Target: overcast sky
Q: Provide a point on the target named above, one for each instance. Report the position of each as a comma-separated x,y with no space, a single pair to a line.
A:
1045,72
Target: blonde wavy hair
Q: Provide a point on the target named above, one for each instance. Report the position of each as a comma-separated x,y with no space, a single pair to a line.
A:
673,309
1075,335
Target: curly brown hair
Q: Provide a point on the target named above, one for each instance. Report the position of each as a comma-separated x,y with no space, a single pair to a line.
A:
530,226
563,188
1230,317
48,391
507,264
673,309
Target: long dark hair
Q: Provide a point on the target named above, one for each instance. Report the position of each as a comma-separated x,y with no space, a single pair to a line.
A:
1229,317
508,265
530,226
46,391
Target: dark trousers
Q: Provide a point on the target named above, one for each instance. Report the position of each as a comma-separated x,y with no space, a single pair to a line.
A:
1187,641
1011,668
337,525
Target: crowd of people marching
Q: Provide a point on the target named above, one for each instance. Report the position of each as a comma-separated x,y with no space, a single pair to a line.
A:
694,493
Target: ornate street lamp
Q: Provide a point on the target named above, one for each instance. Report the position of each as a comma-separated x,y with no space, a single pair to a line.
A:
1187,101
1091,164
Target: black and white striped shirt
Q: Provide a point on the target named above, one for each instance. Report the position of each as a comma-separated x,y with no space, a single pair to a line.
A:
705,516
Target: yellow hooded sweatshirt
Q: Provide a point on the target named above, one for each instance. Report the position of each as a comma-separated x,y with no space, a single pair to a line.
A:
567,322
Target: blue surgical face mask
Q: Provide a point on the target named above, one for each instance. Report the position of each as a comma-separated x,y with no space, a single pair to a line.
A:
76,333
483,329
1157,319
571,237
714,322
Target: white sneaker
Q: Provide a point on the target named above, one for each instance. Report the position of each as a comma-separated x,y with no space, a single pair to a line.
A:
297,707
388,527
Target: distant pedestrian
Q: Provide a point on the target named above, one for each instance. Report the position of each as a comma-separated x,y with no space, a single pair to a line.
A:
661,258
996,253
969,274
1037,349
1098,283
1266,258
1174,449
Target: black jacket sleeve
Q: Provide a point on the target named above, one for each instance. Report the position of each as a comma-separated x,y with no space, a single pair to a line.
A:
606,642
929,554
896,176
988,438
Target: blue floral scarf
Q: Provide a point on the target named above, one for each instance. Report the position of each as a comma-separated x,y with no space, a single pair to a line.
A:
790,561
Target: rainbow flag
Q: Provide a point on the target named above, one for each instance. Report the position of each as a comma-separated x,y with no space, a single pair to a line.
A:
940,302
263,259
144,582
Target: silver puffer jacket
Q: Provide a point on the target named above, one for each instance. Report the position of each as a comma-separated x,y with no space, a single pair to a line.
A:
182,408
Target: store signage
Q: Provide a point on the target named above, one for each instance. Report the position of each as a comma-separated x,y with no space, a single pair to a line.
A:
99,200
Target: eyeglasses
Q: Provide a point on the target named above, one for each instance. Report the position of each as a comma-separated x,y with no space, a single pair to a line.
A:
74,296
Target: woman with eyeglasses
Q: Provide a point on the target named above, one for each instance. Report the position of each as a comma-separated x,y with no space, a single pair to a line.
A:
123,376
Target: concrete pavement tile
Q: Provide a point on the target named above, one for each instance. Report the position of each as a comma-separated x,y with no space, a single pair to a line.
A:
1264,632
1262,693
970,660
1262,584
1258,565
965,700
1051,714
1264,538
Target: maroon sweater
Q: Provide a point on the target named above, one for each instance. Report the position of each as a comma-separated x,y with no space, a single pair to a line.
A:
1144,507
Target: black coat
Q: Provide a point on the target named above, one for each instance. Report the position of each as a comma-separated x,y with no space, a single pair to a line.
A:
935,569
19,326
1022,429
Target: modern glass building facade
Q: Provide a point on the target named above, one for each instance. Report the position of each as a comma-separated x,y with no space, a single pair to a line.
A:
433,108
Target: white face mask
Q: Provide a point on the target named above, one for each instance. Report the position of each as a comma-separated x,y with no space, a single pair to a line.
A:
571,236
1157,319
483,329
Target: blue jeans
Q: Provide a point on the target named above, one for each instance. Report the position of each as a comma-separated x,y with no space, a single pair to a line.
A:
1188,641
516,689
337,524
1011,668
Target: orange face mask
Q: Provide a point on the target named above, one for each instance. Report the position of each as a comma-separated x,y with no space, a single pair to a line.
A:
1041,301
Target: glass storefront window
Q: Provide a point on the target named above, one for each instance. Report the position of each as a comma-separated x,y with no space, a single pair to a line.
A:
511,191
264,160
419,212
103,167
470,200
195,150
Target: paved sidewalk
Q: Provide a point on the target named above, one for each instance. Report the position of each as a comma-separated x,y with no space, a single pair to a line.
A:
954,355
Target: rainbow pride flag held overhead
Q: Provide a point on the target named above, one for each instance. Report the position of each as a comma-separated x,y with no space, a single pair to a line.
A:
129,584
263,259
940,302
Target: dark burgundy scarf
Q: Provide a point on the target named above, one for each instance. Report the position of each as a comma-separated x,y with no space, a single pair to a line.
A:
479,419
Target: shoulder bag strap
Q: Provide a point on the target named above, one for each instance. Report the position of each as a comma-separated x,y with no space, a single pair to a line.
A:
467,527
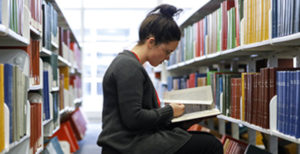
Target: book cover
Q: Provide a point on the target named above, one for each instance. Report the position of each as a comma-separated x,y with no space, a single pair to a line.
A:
53,146
46,96
8,95
78,124
65,133
253,149
297,17
274,18
297,90
2,120
1,12
193,97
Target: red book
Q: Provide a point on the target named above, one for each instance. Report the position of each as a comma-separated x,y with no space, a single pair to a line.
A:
78,124
201,37
65,133
233,98
198,39
226,5
238,98
237,22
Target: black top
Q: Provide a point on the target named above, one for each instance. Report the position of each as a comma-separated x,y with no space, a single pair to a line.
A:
132,121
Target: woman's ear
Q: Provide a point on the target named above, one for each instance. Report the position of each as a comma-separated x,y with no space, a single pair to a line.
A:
150,42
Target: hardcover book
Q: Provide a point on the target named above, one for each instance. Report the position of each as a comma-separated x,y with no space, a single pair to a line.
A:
198,103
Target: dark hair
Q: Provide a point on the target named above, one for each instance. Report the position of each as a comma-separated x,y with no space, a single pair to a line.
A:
160,24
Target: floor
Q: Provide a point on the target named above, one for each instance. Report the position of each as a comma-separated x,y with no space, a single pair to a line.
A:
88,144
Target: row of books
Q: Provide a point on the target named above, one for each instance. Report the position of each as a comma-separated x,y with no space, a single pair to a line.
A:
247,96
285,17
77,55
13,92
36,14
50,25
36,137
235,23
232,145
288,99
190,81
13,15
72,129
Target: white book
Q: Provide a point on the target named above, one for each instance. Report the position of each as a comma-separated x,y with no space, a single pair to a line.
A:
198,97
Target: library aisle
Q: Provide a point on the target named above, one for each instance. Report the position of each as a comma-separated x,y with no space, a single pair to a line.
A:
88,144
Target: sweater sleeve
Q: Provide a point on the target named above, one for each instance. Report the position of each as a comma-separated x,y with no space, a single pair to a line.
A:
130,97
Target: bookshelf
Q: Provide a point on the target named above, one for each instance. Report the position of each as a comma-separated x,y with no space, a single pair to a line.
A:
36,45
262,46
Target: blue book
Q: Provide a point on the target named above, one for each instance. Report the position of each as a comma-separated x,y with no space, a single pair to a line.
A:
292,104
46,96
170,83
297,121
55,106
279,96
53,146
274,18
297,17
8,95
199,75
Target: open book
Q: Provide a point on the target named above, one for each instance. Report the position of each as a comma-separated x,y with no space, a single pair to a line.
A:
198,103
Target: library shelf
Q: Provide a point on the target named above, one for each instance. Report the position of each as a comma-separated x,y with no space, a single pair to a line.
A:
52,132
35,32
260,129
45,122
63,62
39,150
202,9
55,89
237,121
66,109
266,47
35,87
45,52
11,38
77,100
54,44
16,143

Exercise prompt> Print all the lines above again exactly, without any pictures.

Written reply>
Target: overcast sky
Q: Provide a point on the target named above, one for each instance. Report the position of each as a comma-separated x,y with no space, a single pair to a line.
A:
1045,72
Target: blonde wavy hair
Q: Provide a point on the target named above, one for each instance. Report the position of each as a comma-separated x,y with no space, a single pair to a line.
A:
673,309
1075,335
Target: curly brown hair
Q: Provide a point on the target named above, one for each instance. Report the position of each as a comma-separated x,y with no space, a single pair to a line.
A:
530,226
563,188
1230,317
48,391
507,264
673,309
Target: long dark hair
Q: Provide a point on the target named above, one for each instance. Report the position of each as a comma-separated x,y with no space, a single pair to a line.
A:
1229,317
508,265
530,226
46,391
Target: dark trousers
Q: Provide a point on the target named above, one for each instance. Report the position of each as a comma-separated x,y with no space, a single pair to a line.
A:
1187,641
1011,668
337,525
Target: crowd of people marching
Q: Provide a point on the target named above, one for each instance. Report the position of each as a comma-separated x,y with no space, a single pair to a line.
A:
694,493
Target: ornate street lamp
Q: Provide a point on the target named above, one for each instance. Report the position of each as a comma-separated x,y with no space, a single pair to a line.
A:
1187,101
1091,164
Target: black and white striped shirt
Q: Provide a point on the target named above, one for each instance. Report the position of each as a comma-separated x,y with no space, a single pair to a line.
A:
705,516
Target: yellow hooded sweatshirt
Q: Provide a point on the target named above, one for each instance. Report the position of each as a comma-separated x,y with no space, a single pair to a line.
A:
567,322
Target: blue surgical face mask
Q: Provide a point on the target named above, one for each instance. Report the position of each as a comma-separated x,y with no space, a single pair to a line.
A:
76,333
483,329
1157,319
571,237
714,322
Target: white sneaker
Q: Provide a point on the target named above, one for each instance. Report the position of each as a comma-separated x,y with no space, a single pair to a line.
A:
297,707
388,527
Target: distant pedestrian
Q: Provide a point on the target named above, one for each instance. Report the position of each as a comma-separated x,y with no space, a single pair to a line.
A:
661,258
996,253
969,274
1037,349
1098,283
1266,258
1174,449
Target: black jacket sleeve
Q: Provide a point on the target named above, one for each instance. Report the position of each as a comma-separated x,y with no space, a single pair to a line.
A:
606,642
929,554
896,176
988,438
Target: blue floral scarf
Q: Provide a point on the target named above, one for each instance. Report the position of each as a comma-separated x,y with no space, a single pair to a line.
A:
790,561
Target: rainbow flag
Q: Provide a point on the target named above, one for each instance. Report the position of each as a comma-separated x,y with no space, a single pair to a line.
A:
940,302
263,259
144,582
Target: silver puffer jacket
Q: Provide a point on the target named above, one for each instance. Report the position of each as a comma-separated x,y with no space, a single pair to a line.
A:
182,408
Target: store signage
Q: Provide a point on the target named above, one for each instance. Report the position of each as a comma-separated x,y with no space, a single pair to a line.
A:
99,200
Target: eyeglasses
Q: Provide a point on the target named above, one for each instance. Report the position of each as a comma-separated x,y with no space, a single pair to a line.
A:
74,296
Target: woman with eyeglasses
Q: Provide a point on the target named above, one for each instance. Report the position of each as a comma-separated x,y with no space, a single pair to a line.
A:
123,376
Target: concrete pavement tile
Q: Provide a point on the target named above, one for each instance. Report the position of each as a comma-separated x,y with no space, a single pair to a line.
A:
1264,632
1262,693
970,660
1262,584
1258,565
965,700
1051,714
1264,538
Target: maroon sweater
Q: Provide a point on the target named above, one for each instance. Report the position of each as a comma-separated x,y with no space, a single pair to a line.
A:
1144,507
Target: black coat
Q: Provide a point on the target named above, one for each instance. Report the position of each as a comma-separated x,y with no space, a single pair to a line.
A:
935,569
19,326
1022,429
Target: modern glass building facade
Q: Provide a point on the target named above, one for each instance. Report the position of each as a comma-separated x,y with no space, a single pair to a line.
A:
433,108
Target: white face mask
Q: Provide a point on the target named above, one for each instance. Report the position of each as a comma-separated x,y with no space, a single pair to a line.
A:
571,236
1157,319
483,329
Target: blue jeans
Q: Provide a point on the target named above, one for each instance. Report the position of each as a comma-separated x,y with no space, a single pair to a line.
A:
1188,641
516,689
337,524
1011,668
Target: orange face mask
Q: Provide a point on the target named above, one for each instance. Report the position of each as a comma-separated x,y with no space, a single pair to a line.
A:
1041,301
Target: glass storefront window
Q: Provide a point on the target named above, one for each instance. Report the position of each as a comma-separated x,y with no space, a single pair to a line.
A:
511,191
264,160
419,212
103,167
470,200
195,150
Target: paved sidewalk
Q: Provide a point on the target named above, one for each instance. Report the position of each as a comma-separated x,y with no space, a single pair to a line.
A:
954,355
Target: rainbow pride flag held overhead
Q: Provide a point on the target named above, one for each instance. Report the position of each as a comma-separated x,y with no space, a single pair to a line.
A:
129,584
263,259
940,302
Target: dark burgundy scarf
Q: Provide a point on the target named above, one for each instance. Report the position of each as a comma-separated x,y with no space, a single pair to a line.
A:
479,419
Target: shoulder bag strap
Q: Provide a point on the target named above, one for each instance. Report the position of each as a comma-separated x,y with no space, a single pair to a line.
A:
467,527
Target: book cover
Q: Provide a point on the target named above, one for each instance. Report the position of each as a comma-separated x,y with no space, a single pair to a line.
A:
53,146
46,96
8,95
78,124
65,133
253,149
297,17
274,18
297,90
2,120
1,12
193,97
Target: red book
Q: Provide a point on the target named above, one for each instance. Report the position of each as a comma-separated x,y with no space, a single pair to a line.
A:
78,124
201,37
65,133
233,98
198,39
226,5
238,98
237,22
Target: black top
Q: Provide a point on the target named above, one for each instance. Report the position of each as a comma-separated x,y with no space, a single pair to a line.
A:
132,121
Target: woman's ear
Q: Provide a point on the target named above, one for each instance. Report the position of each as a comma-separated x,y with no space, a single pair to a line.
A:
150,42
Target: hardcover book
Q: Provide a point on the target named above, one for each instance. Report the position of each as a comma-separated x,y with no space, a single pair to a line.
A:
198,103
Target: dark hair
Q: Provide a point on the target named above, one for each instance. Report the position of each as a comma-separated x,y with no space, a single pair to a line.
A:
160,24
Target: floor
Q: Provide a point on the target named above, one for each instance. Report the position of each as a comma-separated x,y with no space, a single pair to a line.
A:
88,144
Target: row of books
Q: Provide a point on the target named above, one for each instance. Report the position of each as a comma-separated x,y with no space, a single pair to a line.
A:
247,96
285,17
77,55
13,92
36,14
50,25
36,137
235,23
232,145
288,99
190,81
13,15
72,129
Target: white book
Q: Provide a point on the target named above, one for each instance. Report the position of each as a comma-separated x,y with no space, a single pair to a line.
A:
198,97
Target: library aisle
Q: Provide a point on the target named above, one for each instance. Report the position of each as a comma-separated x,y with no space, a single pair to a line.
A:
88,144
Target: sweater sleeve
Q: Provide a point on the target named above, one for each instance. Report the position of each as a comma-separated x,y with no space, a single pair to a line.
A:
130,97
Target: bookshelf
Q: Provide a point on the target named above, one for each instance. Report the position of each as a comma-separated x,y with no space, a single pair to a line.
A:
36,45
262,46
Target: blue book
Q: Provide a point on the target named above, one for each instance. Report the position of each as a comma-separated x,y with no space, a single pair to a line.
A:
292,104
46,96
170,83
297,121
55,106
279,96
53,146
274,18
297,17
8,95
199,75
Target: open book
Q: Provide a point on the target named above, one for each instance. Report the position of each as a comma-separated x,y with no space, a single pair to a line.
A:
198,103
Target: library shelf
Q: Provide a point on the target named above, one for each instance. Report the position of each as a comma-separated x,y with no space, a single pair to a line.
A:
52,132
35,32
260,129
45,122
63,62
39,150
202,9
55,89
237,121
66,109
266,47
35,87
45,52
11,38
77,100
54,44
16,143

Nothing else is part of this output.